### TEXT EXTRACT
There's some disagreement in the community on just who that target audience is. The big commercial vendors like to hit the "low-hanging fruit": the few but massive enterprise players in the world who stand to gain from Linux use and--let's face it--generate the most revenue dollars. On the other end of the spectrum, there's the call for the ubiquitous "Desktop"--the be-all, end-all interface that everyone, including our grandmothers, can use instead of the hated Windows products.
Somehow, one would think, there should be a compromise between these two extremes.
For a long time, my position on the best target market for Linux and Open Source growth has been somewhere in that middle-place. Small to medium-sized businesses (SMBs), I believe, stand to gain the most from a solid Linux-based stack of apps. Unlike enterprises, IT costs for licenses are a big part of their budgets, so they could use a break on the expense. And, unlike consumer users, they don't need every gimmick and gimcrack application to support every single device or esoteric need.

### EXERCISES
**A)** In the passage on Linux's target audience, which market does the author believe stands to gain the most from a solid Linux-based stack of apps?
**B)** Reproduce everything in the passage on Linux's target audience from "Somehow, one would" down to "or esoteric need.".

### RECORDED INFORMATION
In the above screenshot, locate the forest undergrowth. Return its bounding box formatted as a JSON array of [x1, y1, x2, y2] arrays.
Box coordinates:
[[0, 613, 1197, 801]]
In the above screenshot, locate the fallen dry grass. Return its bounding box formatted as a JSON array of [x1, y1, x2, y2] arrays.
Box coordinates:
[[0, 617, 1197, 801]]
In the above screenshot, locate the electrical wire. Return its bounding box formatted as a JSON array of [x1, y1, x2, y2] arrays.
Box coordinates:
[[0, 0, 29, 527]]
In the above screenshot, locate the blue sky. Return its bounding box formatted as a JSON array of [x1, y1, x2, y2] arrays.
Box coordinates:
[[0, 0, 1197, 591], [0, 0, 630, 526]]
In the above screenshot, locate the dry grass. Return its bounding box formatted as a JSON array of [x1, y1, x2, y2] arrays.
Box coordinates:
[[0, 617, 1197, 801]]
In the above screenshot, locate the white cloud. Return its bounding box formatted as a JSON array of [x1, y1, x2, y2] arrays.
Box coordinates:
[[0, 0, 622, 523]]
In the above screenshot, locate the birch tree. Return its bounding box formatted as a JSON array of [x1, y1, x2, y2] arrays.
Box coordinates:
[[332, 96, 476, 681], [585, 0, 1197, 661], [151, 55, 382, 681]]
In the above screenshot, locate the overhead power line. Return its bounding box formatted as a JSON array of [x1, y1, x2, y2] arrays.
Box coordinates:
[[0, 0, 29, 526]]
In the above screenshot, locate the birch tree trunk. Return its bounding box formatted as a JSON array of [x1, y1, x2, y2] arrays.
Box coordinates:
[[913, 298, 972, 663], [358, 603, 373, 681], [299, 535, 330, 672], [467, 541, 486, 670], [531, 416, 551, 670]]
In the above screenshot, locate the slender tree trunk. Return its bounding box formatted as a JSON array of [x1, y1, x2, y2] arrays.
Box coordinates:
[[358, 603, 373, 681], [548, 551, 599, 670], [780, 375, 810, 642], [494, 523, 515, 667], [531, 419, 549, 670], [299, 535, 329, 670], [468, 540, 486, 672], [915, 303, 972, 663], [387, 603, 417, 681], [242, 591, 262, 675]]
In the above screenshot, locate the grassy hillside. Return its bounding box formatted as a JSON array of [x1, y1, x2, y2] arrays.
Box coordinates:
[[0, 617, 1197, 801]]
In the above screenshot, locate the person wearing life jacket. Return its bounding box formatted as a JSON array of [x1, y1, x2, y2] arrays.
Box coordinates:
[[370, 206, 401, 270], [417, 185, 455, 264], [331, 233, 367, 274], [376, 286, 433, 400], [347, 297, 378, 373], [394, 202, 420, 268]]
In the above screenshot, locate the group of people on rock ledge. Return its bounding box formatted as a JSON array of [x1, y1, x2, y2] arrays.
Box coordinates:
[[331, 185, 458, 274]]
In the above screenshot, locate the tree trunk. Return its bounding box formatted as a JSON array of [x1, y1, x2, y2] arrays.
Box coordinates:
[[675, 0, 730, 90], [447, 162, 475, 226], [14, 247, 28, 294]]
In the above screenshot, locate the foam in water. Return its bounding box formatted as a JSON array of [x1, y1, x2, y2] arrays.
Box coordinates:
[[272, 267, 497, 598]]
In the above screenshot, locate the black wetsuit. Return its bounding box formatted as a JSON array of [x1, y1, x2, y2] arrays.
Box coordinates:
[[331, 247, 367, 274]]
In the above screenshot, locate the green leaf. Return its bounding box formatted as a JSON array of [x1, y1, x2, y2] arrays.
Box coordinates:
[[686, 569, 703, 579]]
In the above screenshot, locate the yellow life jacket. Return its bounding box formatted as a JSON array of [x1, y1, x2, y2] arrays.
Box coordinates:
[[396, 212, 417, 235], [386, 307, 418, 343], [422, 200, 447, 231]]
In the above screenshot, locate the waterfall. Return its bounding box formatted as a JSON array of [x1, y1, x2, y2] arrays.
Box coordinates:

### FULL ANSWERS
**A)** Small to medium-sized businesses (SMBs).

**B)**
Somehow, one would think, there should be a compromise between these two extremes.
For a long time, my position on the best target market for Linux and Open Source growth has been somewhere in that middle-place. Small to medium-sized businesses (SMBs), I believe, stand to gain the most from a solid Linux-based stack of apps. Unlike enterprises, IT costs for licenses are a big part of their budgets, so they could use a break on the expense. And, unlike consumer users, they don't need every gimmick and gimcrack application to support every single device or esoteric need.